• [RECORDS SUPPLIED]:

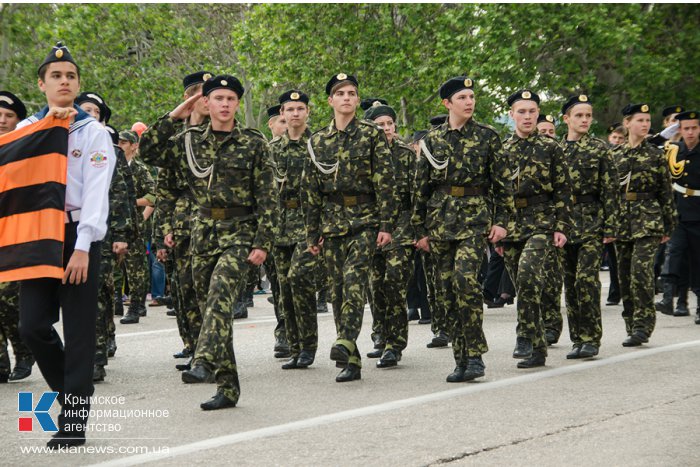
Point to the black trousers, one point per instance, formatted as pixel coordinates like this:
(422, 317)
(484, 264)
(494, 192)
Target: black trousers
(66, 367)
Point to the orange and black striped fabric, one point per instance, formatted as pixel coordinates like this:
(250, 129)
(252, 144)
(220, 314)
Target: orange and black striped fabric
(32, 200)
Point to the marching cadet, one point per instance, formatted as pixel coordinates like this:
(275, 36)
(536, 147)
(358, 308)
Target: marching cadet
(463, 194)
(350, 203)
(593, 177)
(542, 200)
(12, 111)
(393, 264)
(228, 170)
(684, 163)
(296, 266)
(647, 217)
(68, 366)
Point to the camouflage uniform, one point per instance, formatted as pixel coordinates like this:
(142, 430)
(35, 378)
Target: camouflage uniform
(456, 208)
(594, 183)
(236, 209)
(347, 208)
(392, 265)
(296, 266)
(542, 200)
(647, 213)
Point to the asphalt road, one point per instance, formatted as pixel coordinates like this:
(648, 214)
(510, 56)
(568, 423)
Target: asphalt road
(629, 406)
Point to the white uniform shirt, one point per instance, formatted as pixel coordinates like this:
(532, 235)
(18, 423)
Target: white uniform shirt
(91, 162)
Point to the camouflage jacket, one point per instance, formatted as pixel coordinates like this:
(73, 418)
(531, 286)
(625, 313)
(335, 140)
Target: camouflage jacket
(288, 159)
(539, 170)
(594, 183)
(644, 170)
(364, 170)
(241, 177)
(475, 160)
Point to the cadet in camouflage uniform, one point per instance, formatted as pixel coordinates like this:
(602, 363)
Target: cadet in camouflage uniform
(296, 266)
(392, 265)
(136, 261)
(229, 172)
(463, 195)
(594, 184)
(647, 217)
(351, 205)
(542, 200)
(13, 111)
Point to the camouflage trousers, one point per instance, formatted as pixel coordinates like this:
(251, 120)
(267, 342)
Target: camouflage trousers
(189, 315)
(389, 276)
(104, 324)
(581, 265)
(531, 264)
(636, 269)
(9, 333)
(219, 281)
(296, 271)
(459, 294)
(348, 259)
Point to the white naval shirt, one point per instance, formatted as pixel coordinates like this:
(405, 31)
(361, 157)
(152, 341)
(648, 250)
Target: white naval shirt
(91, 162)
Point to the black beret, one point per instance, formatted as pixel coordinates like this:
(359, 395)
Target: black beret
(294, 95)
(631, 109)
(12, 102)
(453, 85)
(273, 111)
(367, 103)
(545, 118)
(195, 78)
(573, 100)
(688, 115)
(523, 95)
(223, 82)
(340, 78)
(438, 120)
(59, 53)
(93, 97)
(674, 109)
(380, 110)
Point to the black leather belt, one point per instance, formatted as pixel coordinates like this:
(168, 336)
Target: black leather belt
(461, 190)
(521, 203)
(225, 213)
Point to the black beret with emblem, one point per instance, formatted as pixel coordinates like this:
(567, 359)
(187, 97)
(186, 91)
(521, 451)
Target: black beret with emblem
(195, 78)
(673, 109)
(631, 109)
(688, 115)
(223, 82)
(454, 85)
(13, 103)
(294, 95)
(574, 100)
(545, 118)
(523, 95)
(94, 98)
(59, 53)
(273, 111)
(338, 79)
(369, 102)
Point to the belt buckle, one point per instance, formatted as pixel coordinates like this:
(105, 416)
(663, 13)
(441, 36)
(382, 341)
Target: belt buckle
(457, 191)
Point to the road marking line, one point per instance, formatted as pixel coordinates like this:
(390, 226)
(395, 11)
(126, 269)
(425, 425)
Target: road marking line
(225, 440)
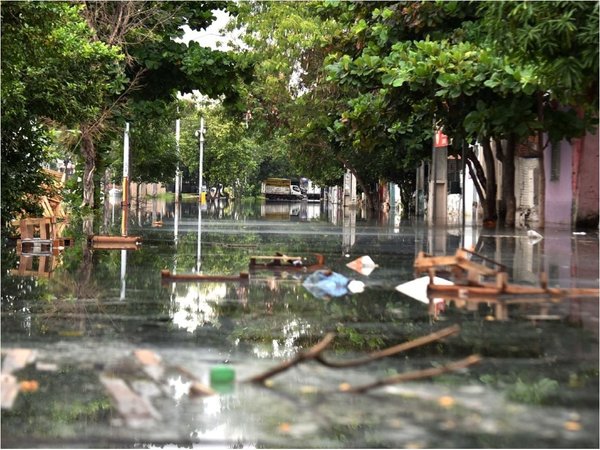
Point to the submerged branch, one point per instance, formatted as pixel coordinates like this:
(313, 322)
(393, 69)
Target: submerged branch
(301, 356)
(315, 353)
(418, 374)
(455, 329)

• [WORK ITEM]: From the line holding "Target: black leather belt" through the last line of the material above, each line should be written out exactly, both included; omit the pictures.

• [EXERCISE ANSWER]:
Target: black leather belt
(461, 190)
(521, 203)
(225, 213)
Point to the black beret with emblem, one point per instance, formatted as pixel coordinates like this:
(567, 359)
(187, 97)
(186, 91)
(521, 451)
Target: black beret with emblem
(195, 78)
(673, 109)
(631, 109)
(688, 115)
(223, 82)
(454, 85)
(13, 103)
(294, 95)
(574, 100)
(545, 118)
(523, 95)
(94, 98)
(59, 53)
(273, 111)
(338, 79)
(369, 102)
Point to the belt buckle, one point per instance, formatted as pixel coordinates like this:
(105, 416)
(663, 13)
(441, 36)
(382, 341)
Target: belt buckle
(457, 191)
Point to the road marking line, one point per instance, formatted as pixel coordinates like this:
(390, 226)
(395, 11)
(126, 269)
(425, 425)
Target: road marking line
(225, 440)
Point to the submerged branch, one point per instance, formatted as pixel coordinates like this:
(313, 322)
(393, 69)
Target: submerged branch
(301, 356)
(315, 353)
(418, 374)
(455, 329)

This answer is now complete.